§ WORK INSTRUCTIONS
Output each line of the records below as one string in a JSON list, omitting blank lines.

A data block:
(begin)
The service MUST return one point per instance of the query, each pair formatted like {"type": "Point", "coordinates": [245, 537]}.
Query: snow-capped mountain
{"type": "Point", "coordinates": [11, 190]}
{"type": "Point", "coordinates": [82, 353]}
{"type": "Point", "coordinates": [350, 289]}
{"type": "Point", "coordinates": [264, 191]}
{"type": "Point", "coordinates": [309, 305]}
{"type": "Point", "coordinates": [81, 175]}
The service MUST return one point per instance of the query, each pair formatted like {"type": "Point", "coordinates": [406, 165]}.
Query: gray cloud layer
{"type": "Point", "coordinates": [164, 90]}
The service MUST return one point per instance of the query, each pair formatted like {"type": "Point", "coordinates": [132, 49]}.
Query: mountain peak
(end)
§ RESULT OF THIS EXERCISE
[
  "The service MUST return one point per instance of the query, each pair formatted like {\"type\": \"Point\", \"coordinates\": [245, 537]}.",
  "Query: snow-capped mountain",
  "{\"type\": \"Point\", \"coordinates\": [11, 190]}",
  "{\"type\": \"Point\", \"coordinates\": [82, 353]}",
  "{\"type\": \"Point\", \"coordinates\": [350, 289]}",
  "{\"type\": \"Point\", \"coordinates\": [264, 191]}",
  "{\"type\": \"Point\", \"coordinates\": [309, 305]}",
  "{\"type\": \"Point\", \"coordinates\": [81, 175]}",
  "The service MUST return one point per instance of the query, each pair formatted like {\"type\": \"Point\", \"coordinates\": [406, 165]}.",
  "Query: gray cloud layer",
  "{\"type\": \"Point\", \"coordinates\": [164, 90]}",
  "The service MUST return one point per instance of the query, each pair formatted like {\"type\": \"Point\", \"coordinates\": [132, 49]}.",
  "Query: mountain peak"
]